**SHORT PROBLEM**
Write out every line of the listing below again, requests included, and shift each point coordinate in the answers up by 99 without changing the numbers in the requests or their sample responses. Leave the pictures out.

**RECORDED INFORMATION**

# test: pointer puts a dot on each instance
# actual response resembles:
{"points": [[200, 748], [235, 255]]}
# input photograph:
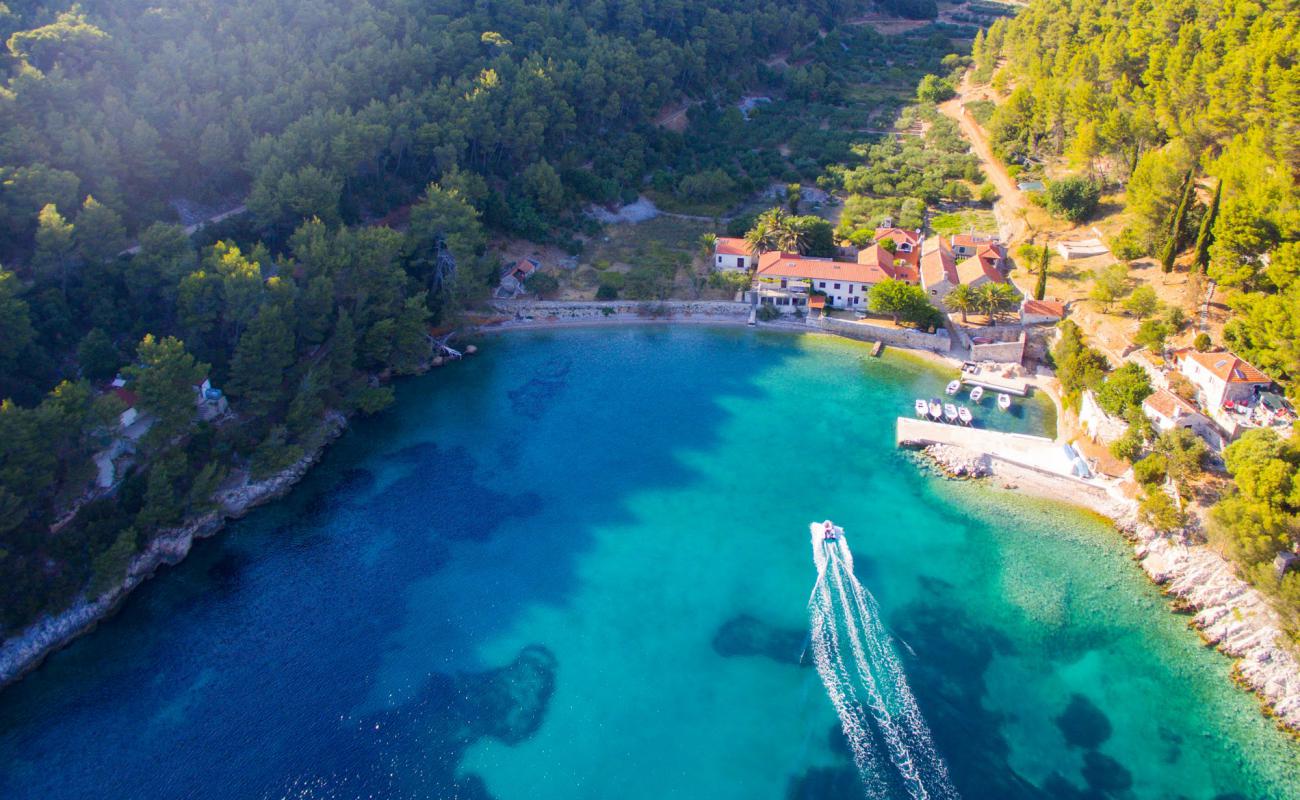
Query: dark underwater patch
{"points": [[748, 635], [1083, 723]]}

**TASK ANSWER**
# test: pointer puts a dot on each instance
# actual response resembles:
{"points": [[200, 748], [235, 255]]}
# input photograph:
Query: dark underwater patch
{"points": [[847, 734], [1182, 822]]}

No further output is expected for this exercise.